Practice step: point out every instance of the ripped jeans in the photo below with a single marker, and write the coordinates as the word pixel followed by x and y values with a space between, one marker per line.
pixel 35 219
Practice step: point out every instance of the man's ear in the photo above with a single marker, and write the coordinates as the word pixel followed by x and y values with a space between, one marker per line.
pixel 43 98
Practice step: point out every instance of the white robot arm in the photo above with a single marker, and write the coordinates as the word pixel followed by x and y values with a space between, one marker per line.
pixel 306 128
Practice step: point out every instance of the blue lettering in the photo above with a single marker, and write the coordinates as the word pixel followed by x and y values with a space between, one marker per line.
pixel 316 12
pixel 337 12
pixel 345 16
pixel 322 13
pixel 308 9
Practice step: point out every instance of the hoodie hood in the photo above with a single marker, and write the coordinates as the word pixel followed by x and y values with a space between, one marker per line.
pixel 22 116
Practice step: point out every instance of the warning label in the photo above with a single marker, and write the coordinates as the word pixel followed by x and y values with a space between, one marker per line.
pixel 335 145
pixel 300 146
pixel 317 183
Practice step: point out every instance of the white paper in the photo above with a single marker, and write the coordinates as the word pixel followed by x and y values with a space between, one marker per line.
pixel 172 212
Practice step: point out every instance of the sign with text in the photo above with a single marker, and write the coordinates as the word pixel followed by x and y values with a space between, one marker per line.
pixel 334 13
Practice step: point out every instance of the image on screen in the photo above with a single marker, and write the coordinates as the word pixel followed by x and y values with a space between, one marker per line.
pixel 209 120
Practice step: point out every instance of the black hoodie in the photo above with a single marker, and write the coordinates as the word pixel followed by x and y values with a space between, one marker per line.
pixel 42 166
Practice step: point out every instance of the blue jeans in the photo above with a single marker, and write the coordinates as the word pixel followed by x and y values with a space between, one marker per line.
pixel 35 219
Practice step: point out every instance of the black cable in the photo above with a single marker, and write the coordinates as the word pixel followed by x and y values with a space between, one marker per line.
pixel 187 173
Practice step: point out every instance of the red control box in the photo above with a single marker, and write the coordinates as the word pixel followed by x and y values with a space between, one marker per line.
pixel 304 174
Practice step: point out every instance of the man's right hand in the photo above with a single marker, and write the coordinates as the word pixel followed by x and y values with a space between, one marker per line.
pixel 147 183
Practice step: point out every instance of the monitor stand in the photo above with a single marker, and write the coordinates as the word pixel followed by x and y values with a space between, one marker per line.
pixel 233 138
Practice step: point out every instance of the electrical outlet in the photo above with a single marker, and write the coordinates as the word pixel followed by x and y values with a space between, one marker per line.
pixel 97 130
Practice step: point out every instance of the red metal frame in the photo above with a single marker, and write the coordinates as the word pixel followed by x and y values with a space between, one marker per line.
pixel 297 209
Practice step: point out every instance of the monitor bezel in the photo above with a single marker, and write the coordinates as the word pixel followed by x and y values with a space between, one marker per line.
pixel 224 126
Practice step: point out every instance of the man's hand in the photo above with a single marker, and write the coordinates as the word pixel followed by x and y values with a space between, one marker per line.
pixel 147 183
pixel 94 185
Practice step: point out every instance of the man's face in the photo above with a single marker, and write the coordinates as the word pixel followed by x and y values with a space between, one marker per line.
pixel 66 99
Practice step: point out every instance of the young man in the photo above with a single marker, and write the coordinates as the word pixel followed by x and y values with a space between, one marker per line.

What to work on:
Your reply should consist of all the records, set down exactly.

Task output:
Practice step: point out every instance of the ripped jeans in the photo below with a single marker, and write the coordinates as the word pixel followed by x and y values with a space between, one marker per line.
pixel 35 219
Practice step: point out every instance of the man's ear in the photo above with a single marker, and write the coordinates as the word pixel followed by x and y values with a space between, one marker per line.
pixel 43 98
Practice step: point out every instance of the white robot arm in the photo above with a single marker, and write the coordinates as the word pixel followed by x and y values with a space between, one marker per line.
pixel 306 128
Practice step: point out every instance of the blue lettering in the photo above with a single marker, and write the coordinates as the word pixel followed by x and y values with a space between, one marker per line.
pixel 316 12
pixel 337 12
pixel 345 16
pixel 322 13
pixel 308 9
Practice step: point out every instance of the hoodie hood in the photo above with a single marker, and write the coordinates as the word pixel followed by x and y values with a space between, one marker per line.
pixel 22 116
Practice step: point out every instance of the warning label in the photo above with a single marker, and write the coordinates as the word pixel followed by x and y values with a space between, one marker per line.
pixel 335 145
pixel 300 146
pixel 317 183
Practice step: point out every instance of the white paper in the photo above with a single marker, and write the coordinates as the word pixel followed by x and y values with a space between, one marker per line.
pixel 172 212
Practice step: point out every instance of the sign with text in the photo above with a single marker, and write the coordinates as the word pixel followed by x and y values with a space between, one marker per line.
pixel 334 13
Practice step: point out every instance of the image on screen in the photo above with a single marker, and write the coordinates as the word pixel followed by x and y values with a space between, one marker per line.
pixel 209 120
Practice step: point out every instance of the black hoodie in the photo above with a single marker, and write the coordinates as the word pixel followed by x and y values with a space between, one marker per line.
pixel 42 166
Practice step: point out every instance of the blue jeans in the photo above with a single marker, and write the coordinates as the word pixel followed by x and y values with a space between, one marker per line.
pixel 35 219
Practice step: point out every instance of the black cable in the photo above with a single marker, and write the coordinates as the word pixel followed by x and y values with a space between, one marker per line.
pixel 187 173
Practice step: point out every instance of the red control box in the photo above with a single marker, and write the coordinates as the word pixel followed by x and y values with a space between, one marker per line.
pixel 304 174
Practice step: point out every instance of the man's right hand in the photo above with a single marker, and write the coordinates as the word pixel followed by x and y values with a space between, one marker per line.
pixel 147 183
Practice step: point out every instance of the monitor stand in the photo above with a single marker, and write the coordinates as the word pixel followed by x and y values with a space between, one marker per line.
pixel 233 138
Practice step: point out every instance of the electrical outlet in the photo above with a single marker, and write the coordinates as the word pixel followed by x and y values with a space between, one marker per line.
pixel 97 130
Practice step: point out every instance of the red metal frame in the photo above with a single marker, and write the coordinates as the word pixel followed by x and y values with a space between, one marker per line.
pixel 297 209
Practice step: point out every instance of the monitor bezel in the photo above with a single marker, and write the coordinates as the word pixel followed by x and y values with a space between, one marker per line.
pixel 224 126
Practice step: point out every instance of the man's hand in the photo above with a single marker, and write the coordinates as the word pixel followed by x and y values with a space between, one marker per line.
pixel 147 183
pixel 94 185
Practice step: point out every instance of the man's face in the photo above with a single marker, and write the coordinates as the word pixel followed by x and y values with a space between, one marker per line.
pixel 66 99
Practice step: point out every instance of the young man in the photo above with a single marker, and write the coordinates as the word pixel followed by x and y values with a space between, one marker per line.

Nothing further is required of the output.